Items:
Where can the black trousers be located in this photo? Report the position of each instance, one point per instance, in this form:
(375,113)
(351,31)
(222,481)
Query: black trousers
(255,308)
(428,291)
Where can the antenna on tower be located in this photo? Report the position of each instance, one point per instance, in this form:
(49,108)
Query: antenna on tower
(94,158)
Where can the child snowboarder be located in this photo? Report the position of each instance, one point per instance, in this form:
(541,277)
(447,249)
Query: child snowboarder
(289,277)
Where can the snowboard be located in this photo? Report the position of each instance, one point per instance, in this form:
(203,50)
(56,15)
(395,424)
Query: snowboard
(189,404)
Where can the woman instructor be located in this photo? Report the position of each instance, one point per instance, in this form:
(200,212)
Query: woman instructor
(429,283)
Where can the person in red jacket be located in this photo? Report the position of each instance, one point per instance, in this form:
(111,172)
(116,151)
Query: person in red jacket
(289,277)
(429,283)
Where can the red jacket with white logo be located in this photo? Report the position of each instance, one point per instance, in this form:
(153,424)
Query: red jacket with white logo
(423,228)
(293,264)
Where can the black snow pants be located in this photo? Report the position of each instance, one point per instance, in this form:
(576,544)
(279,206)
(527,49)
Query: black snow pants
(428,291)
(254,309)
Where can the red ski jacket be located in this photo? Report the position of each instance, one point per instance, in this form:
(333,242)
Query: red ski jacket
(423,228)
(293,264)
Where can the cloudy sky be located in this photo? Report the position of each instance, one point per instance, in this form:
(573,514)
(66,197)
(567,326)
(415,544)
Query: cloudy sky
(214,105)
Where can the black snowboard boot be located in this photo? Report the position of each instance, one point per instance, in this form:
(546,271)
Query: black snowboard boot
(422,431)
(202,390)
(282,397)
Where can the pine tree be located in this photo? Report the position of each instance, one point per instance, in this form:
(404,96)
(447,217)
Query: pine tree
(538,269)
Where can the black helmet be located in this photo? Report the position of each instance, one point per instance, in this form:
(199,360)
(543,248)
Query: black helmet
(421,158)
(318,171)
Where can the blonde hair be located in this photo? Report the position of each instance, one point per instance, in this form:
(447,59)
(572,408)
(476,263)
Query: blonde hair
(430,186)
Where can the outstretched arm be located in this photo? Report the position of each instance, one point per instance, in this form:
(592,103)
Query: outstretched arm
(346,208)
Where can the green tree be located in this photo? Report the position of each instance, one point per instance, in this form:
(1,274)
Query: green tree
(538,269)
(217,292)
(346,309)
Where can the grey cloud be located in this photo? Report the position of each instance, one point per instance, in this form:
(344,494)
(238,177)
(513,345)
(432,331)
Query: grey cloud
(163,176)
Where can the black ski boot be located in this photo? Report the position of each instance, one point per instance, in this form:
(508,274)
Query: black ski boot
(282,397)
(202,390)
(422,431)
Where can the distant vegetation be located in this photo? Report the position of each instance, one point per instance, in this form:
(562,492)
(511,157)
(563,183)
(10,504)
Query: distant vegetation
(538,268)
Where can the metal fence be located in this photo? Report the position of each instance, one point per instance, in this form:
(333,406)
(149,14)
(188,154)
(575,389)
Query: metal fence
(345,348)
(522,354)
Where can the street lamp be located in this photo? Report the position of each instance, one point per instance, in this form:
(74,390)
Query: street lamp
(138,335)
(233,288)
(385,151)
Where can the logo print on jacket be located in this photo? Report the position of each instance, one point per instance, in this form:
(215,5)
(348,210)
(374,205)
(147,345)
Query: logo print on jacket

Stated exercise: Put every line of the records above into a JSON list of strings, one string per line, leaving out blank lines.

Reply to the exercise:
[
  "Where can the black trousers be located in this photo? Report the position of each instance, one point per instance, in this form:",
  "(375,113)",
  "(351,31)",
  "(222,481)",
  "Query: black trousers",
  "(255,308)",
  "(428,291)",
  "Where can the antenna on tower be located in this photo? Report the position of each instance, one point per instance, in this form:",
  "(49,108)",
  "Query: antenna on tower",
  "(94,158)",
  "Where can the child snowboarder be located in this photo? Report the position of each instance, one point per instance, in this form:",
  "(541,277)",
  "(447,249)",
  "Query: child snowboarder",
  "(289,277)",
  "Where can the snowboard be located in this photo? Report the position of each instance, one point per instance, in this form:",
  "(203,50)",
  "(56,15)",
  "(395,424)",
  "Query: snowboard",
  "(189,404)",
  "Where can the woman instructor be located in this photo? Report the position of each instance, one point per instance, in this form:",
  "(200,212)",
  "Query: woman instructor",
  "(429,283)",
  "Where can the person in red jacket be located in this photo? Report the position of each instance, one point per instance, in this form:",
  "(111,172)",
  "(116,151)",
  "Query: person in red jacket",
  "(289,277)",
  "(429,283)",
  "Where can the red jacket with white logo be located in this photo? Report the position of each instance, one point per instance, in this form:",
  "(153,424)",
  "Query: red jacket with white logo",
  "(423,228)",
  "(293,264)",
  "Where can the black snow pants be located in this photo? Report the position of each instance, one point per instance, in this form:",
  "(576,544)",
  "(279,206)",
  "(527,49)",
  "Query: black snow pants",
  "(428,291)",
  "(254,309)",
  "Where can the red ski jacket be located in this photo? Report the position of each instance, one point per instance, in this form:",
  "(333,242)",
  "Query: red ski jacket",
  "(423,228)",
  "(293,264)",
  "Where can the cloudy sky be located in this photo? Report the position of each instance, one point per instance, in this form:",
  "(573,514)",
  "(66,197)",
  "(567,326)",
  "(415,544)",
  "Query: cloudy sky",
  "(214,105)",
  "Where can the black snowboard boot be located in this photo? Report the position of each instance, one point per instance, in this form:",
  "(546,271)",
  "Query: black snowboard boot",
  "(422,431)",
  "(202,390)",
  "(282,397)",
  "Where can the pine tree be located in this photo? Report the position of each instance, one point per instance, in this form:",
  "(404,96)",
  "(447,217)",
  "Query: pine tree",
  "(538,269)",
  "Where can the black helmet be located in this photo? Report the position of each instance, one point per instance, in this form:",
  "(199,360)",
  "(543,248)",
  "Query: black helmet",
  "(421,158)",
  "(318,171)",
  "Where can the blonde hair be located in this photo? Report the position of each instance, one point per instance, in this form:",
  "(447,59)",
  "(572,408)",
  "(476,263)",
  "Query: blonde hair",
  "(430,186)",
  "Where can the outstretched arm be located in this photo? Report the position of each instance, one point per instance, in this form:",
  "(592,103)",
  "Query: outstretched arm",
  "(346,208)",
  "Where can the green tree be located in this photo? Report the position of each instance, one point per instance, in this form:",
  "(1,274)",
  "Query: green tree",
  "(538,269)",
  "(217,292)",
  "(346,309)",
  "Where can the grey cloud be located in this photo? Report the position of each instance, one point per instance, in this form:",
  "(344,494)",
  "(238,177)",
  "(513,345)",
  "(432,331)",
  "Query: grey cloud",
  "(163,176)",
  "Where can the black ski boot be located in this photo? Report the position of each instance, one point per instance, in this form:",
  "(508,274)",
  "Query: black ski boot",
  "(282,397)",
  "(202,390)",
  "(422,431)",
  "Where can the distant vegetation be located in this photo? Report the position of each instance, one point per instance, in this form:",
  "(562,492)",
  "(511,157)",
  "(563,183)",
  "(10,504)",
  "Query: distant vegetation",
  "(538,268)",
  "Where can the metal fence be located in this photo? Report the position of each instance, one point per instance, in this form:",
  "(333,406)",
  "(149,14)",
  "(188,154)",
  "(575,389)",
  "Query: metal fence",
  "(345,348)",
  "(522,354)",
  "Where can the street lamp be located in this photo? Report the position of each instance, one point per instance, in this form:",
  "(74,390)",
  "Query: street lamp",
  "(138,335)",
  "(233,288)",
  "(385,151)",
  "Where can the logo print on jacket be located in this photo? Report the position of each instance, one point per instance, in this form:",
  "(215,5)",
  "(348,210)",
  "(374,205)",
  "(147,345)",
  "Query: logo print on jacket"
]